- [MATERIALS PROVIDED]:
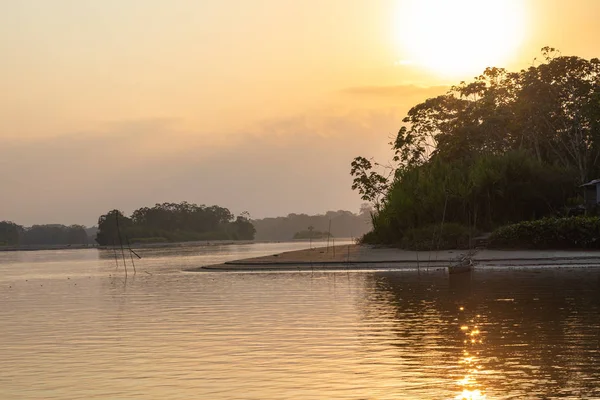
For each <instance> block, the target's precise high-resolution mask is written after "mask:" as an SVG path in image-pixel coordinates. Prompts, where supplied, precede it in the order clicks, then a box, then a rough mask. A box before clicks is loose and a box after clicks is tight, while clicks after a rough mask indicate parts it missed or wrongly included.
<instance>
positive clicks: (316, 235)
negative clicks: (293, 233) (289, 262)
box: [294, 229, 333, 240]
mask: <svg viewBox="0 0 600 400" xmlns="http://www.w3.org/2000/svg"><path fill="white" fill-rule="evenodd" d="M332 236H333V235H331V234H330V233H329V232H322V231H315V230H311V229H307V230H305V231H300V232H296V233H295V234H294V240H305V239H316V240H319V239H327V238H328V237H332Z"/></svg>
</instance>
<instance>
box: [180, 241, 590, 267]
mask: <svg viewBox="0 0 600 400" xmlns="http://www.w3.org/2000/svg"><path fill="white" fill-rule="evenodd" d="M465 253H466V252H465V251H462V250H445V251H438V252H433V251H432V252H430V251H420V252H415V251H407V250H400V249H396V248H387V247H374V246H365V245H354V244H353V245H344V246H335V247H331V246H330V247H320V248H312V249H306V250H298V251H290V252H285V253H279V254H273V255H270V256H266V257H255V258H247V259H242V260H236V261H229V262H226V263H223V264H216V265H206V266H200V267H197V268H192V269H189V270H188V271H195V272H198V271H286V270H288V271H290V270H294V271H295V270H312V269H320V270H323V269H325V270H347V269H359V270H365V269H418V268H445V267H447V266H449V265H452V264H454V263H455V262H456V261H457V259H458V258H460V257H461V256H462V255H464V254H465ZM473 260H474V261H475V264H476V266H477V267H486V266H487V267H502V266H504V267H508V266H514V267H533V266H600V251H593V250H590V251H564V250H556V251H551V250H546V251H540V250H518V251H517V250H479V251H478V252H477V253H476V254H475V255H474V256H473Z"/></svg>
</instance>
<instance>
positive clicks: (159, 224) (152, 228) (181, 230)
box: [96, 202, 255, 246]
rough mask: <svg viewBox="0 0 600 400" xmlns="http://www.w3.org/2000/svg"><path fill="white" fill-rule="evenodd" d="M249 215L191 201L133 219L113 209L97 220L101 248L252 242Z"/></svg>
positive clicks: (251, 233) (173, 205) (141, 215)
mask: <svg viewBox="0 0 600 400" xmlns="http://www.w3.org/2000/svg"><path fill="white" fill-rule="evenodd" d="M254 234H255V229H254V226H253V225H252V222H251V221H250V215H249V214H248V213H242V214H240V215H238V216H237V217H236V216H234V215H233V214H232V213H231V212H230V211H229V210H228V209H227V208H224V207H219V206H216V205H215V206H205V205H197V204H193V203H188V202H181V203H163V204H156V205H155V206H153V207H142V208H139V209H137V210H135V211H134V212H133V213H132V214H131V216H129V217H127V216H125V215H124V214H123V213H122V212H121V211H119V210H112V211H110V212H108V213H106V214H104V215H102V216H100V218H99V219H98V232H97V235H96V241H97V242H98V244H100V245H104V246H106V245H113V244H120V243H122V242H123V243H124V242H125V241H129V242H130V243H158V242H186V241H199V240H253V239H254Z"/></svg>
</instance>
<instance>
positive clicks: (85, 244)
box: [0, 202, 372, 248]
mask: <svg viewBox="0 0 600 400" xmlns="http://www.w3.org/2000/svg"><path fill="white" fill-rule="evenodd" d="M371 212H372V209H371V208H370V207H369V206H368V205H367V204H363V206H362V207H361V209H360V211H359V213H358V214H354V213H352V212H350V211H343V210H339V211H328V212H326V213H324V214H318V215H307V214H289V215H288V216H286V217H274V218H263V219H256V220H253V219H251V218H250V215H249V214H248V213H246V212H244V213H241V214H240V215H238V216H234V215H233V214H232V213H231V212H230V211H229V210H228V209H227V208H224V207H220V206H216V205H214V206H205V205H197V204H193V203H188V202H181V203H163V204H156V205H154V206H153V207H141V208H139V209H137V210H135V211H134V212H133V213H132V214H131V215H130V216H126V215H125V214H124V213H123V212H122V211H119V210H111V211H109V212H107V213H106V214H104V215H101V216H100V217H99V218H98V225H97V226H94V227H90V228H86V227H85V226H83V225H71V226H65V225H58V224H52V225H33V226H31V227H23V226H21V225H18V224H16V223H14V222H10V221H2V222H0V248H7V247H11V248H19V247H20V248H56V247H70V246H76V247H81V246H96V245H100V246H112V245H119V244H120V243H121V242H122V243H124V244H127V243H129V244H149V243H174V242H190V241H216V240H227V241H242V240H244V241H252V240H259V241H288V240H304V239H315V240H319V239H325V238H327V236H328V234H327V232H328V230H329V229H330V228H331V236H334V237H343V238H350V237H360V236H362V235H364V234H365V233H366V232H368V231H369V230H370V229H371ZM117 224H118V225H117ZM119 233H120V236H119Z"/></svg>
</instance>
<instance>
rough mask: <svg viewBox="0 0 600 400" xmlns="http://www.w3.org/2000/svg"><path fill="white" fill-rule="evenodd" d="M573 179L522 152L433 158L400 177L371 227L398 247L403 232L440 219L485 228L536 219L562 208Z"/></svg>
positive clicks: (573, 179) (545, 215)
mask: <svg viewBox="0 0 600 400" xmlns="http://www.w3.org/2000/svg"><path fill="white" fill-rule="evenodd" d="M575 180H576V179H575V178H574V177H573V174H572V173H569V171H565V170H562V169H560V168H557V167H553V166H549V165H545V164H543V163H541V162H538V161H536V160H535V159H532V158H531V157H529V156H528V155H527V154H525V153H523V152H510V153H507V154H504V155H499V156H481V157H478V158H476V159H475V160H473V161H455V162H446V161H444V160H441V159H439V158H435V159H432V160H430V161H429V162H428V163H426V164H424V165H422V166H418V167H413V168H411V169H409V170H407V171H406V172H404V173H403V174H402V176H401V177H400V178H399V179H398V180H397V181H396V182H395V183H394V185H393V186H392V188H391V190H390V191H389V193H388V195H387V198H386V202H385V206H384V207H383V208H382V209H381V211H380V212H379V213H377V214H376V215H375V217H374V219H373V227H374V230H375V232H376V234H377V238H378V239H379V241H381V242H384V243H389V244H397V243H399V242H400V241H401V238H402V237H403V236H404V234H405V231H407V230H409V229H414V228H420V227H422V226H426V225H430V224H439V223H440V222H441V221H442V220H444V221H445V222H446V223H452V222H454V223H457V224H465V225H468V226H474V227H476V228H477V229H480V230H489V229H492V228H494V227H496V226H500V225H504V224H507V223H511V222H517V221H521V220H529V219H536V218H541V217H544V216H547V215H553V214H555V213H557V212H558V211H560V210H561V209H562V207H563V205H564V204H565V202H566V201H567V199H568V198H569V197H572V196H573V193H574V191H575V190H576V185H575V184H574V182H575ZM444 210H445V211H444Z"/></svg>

---

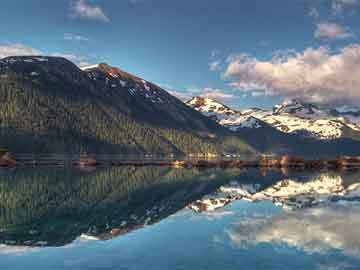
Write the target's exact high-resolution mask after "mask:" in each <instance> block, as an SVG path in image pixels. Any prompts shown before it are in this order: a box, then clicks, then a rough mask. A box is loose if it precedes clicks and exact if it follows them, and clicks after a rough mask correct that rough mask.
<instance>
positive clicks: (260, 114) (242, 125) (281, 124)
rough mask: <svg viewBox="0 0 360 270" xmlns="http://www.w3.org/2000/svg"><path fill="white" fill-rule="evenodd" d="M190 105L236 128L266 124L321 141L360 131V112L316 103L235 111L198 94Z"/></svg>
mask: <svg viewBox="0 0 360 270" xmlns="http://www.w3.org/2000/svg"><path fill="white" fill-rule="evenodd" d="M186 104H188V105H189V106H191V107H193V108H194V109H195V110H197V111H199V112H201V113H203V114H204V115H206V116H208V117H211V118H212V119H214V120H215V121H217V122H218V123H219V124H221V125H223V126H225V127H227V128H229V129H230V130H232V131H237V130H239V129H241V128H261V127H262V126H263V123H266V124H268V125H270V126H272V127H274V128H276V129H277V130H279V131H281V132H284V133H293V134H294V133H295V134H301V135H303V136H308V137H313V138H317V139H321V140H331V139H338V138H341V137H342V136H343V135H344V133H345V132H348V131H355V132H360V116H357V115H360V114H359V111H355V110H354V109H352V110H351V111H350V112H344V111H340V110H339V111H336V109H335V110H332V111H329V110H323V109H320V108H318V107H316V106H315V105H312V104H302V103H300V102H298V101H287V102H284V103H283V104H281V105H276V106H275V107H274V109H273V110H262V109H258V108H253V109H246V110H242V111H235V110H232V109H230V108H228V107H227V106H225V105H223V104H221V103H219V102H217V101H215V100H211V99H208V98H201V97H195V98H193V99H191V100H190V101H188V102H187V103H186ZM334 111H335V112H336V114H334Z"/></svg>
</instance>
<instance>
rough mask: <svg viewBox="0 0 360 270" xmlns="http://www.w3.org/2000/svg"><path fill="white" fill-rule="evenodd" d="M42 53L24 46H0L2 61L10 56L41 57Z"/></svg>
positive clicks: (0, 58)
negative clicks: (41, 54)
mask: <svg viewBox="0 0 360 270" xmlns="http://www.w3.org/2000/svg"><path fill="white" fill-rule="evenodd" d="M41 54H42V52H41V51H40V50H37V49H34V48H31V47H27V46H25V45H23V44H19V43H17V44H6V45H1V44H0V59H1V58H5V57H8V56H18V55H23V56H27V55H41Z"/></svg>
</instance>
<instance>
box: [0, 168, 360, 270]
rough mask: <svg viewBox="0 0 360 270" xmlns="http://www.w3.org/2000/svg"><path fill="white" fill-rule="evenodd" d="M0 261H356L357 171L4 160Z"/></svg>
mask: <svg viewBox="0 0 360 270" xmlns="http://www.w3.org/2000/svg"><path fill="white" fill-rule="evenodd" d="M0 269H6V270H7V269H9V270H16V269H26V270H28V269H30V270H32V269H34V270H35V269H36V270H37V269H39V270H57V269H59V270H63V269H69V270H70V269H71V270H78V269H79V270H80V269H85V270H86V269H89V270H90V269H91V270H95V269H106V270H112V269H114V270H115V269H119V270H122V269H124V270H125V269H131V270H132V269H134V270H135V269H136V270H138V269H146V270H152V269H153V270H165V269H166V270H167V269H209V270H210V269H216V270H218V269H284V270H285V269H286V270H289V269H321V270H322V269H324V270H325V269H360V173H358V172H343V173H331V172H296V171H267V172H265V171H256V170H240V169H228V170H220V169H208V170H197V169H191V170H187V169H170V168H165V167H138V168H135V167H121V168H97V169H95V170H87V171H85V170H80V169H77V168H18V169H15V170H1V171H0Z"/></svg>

- [WORK ORDER]:
Rename "negative" to "exclusion" in the lines that start with the line containing "For each <instance>" and run through the line containing "box: [294, 229, 333, 240]", then give back only those lines with nothing else altered.

- [SOLUTION TO THE PROBLEM]:
For each <instance> block, the target's precise high-resolution mask is written after "mask:" as an SVG path in image-pixel coordinates. Prompts, where supplied, precede it in the order clicks, then a box, then a rough mask. A box before clicks is loose and a box after clicks is tight, while clicks after a rough mask indicate parts it missed or wrongly included.
<instance>
positive clicks: (316, 235)
exclusion clicks: (293, 233) (289, 262)
box: [294, 229, 333, 240]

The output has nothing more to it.